-- Opening Marker --
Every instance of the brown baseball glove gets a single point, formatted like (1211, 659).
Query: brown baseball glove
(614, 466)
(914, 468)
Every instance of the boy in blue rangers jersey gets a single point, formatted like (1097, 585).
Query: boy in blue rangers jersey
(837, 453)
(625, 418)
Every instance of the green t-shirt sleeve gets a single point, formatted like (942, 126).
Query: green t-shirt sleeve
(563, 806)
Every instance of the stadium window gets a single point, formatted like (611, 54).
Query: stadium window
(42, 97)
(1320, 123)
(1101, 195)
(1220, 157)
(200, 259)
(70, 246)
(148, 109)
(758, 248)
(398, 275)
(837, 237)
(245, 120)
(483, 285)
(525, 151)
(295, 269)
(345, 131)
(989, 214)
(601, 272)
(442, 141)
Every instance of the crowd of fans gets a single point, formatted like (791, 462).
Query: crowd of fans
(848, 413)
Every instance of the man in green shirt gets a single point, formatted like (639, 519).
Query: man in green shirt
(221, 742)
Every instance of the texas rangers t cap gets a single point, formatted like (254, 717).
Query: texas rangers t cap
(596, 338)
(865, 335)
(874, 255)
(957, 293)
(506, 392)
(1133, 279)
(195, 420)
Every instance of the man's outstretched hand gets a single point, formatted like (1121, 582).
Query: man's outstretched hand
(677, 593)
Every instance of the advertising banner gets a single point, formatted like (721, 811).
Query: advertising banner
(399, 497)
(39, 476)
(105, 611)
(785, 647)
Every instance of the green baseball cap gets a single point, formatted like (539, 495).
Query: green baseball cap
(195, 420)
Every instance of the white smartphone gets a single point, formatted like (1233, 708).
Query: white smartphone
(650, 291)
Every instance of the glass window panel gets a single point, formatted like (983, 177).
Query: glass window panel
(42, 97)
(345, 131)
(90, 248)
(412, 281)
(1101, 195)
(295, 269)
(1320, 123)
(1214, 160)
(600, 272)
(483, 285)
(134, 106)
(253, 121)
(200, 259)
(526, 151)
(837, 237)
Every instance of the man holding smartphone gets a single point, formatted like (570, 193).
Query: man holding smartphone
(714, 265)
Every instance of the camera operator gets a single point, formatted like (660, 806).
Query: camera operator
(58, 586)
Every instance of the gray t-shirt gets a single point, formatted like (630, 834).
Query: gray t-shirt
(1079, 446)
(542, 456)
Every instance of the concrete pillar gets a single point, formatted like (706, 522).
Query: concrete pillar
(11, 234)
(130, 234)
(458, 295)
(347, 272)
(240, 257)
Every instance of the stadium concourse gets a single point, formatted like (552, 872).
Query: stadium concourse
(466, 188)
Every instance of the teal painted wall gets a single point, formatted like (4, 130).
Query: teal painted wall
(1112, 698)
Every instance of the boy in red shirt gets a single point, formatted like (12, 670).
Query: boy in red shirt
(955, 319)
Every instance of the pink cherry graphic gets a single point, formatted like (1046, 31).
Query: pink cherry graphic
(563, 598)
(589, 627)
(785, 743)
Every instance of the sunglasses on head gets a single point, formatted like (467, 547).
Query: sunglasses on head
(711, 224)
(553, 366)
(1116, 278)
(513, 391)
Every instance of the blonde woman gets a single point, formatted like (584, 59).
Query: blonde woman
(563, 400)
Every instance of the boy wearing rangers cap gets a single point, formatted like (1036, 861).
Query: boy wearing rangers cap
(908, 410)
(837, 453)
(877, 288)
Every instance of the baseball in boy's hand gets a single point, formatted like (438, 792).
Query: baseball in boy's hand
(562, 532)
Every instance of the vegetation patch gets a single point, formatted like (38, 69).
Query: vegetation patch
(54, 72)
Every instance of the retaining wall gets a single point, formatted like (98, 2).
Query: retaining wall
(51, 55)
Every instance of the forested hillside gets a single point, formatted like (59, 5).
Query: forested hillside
-- Closing Marker --
Assignment
Among the lines of the data, identify those with the word "forested". Copy each of them.

Solved exercise
Every instance of the forested hillside gets a single point, formatted like (59, 5).
Query: forested hillside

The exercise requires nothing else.